- [PAGE TEXT]
But where dropshipping starts to get questionable is when it’s not disclosed—when consumers think they’re getting something handmade, sustainable, or authentic, not a third-party product that the seller doesn’t even see.
Take, for example, Etsy: the online marketplace for all things handmade which, notably, does not have a publicly posted “how to dropship” policy like Amazon and Shopify. Customers turn to Etsy for all kinds of things—including a bonkers array of banned items, though that’s a separate story—and all of them are, as suggested by Etsy’s branding, advertising, and history—handmade or hand-customized.
Etsy has thrived during the pandemic, benefitting from the outpouring of support and encouragement for small, local businesses. So has Depop, the popular secondhand resale app, which scratched the secondhand-shopping itch for many consumers during lockdowns. Depop is one platform where the thrift-shopping economy has boomed, fueled by none other than Gen Z, trendsetters extraordinaire.
We already know that dropshippers have infiltrated Depop, using the app’s secondhand and thrift clothing economy to disguise new, cheaply, and often unethically made clothing as secondhand clothing. Depop specifically doesn’t allow dropshipped items, but the issue persists.
This exploits Depop’s small sellers, but also its consumer base, who are likely to be seeking out secondhand clothing for its environmental and ethical benefits.
To read more about the ethical fashion industry, check out this pitch from May.

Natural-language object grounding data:
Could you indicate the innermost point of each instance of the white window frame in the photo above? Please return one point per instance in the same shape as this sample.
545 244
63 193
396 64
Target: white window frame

- [YOUR TASKS]
A: According to the passage on dropshipping, what is Depop's rule on dropshipped items?
B: Rewrite the passage on dropshipping starting with "We already know" and going on through "the issue persists.", swapping "dropshippers" for "resellers".
The material plays no role here.

- [RESULTS BY TASK]
A: Depop specifically doesn't allow dropshipped items.

B:
We already know that resellers have infiltrated Depop, using the app’s secondhand and thrift clothing economy to disguise new, cheaply, and often unethically made clothing as secondhand clothing. Depop specifically doesn’t allow dropshipped items, but the issue persists.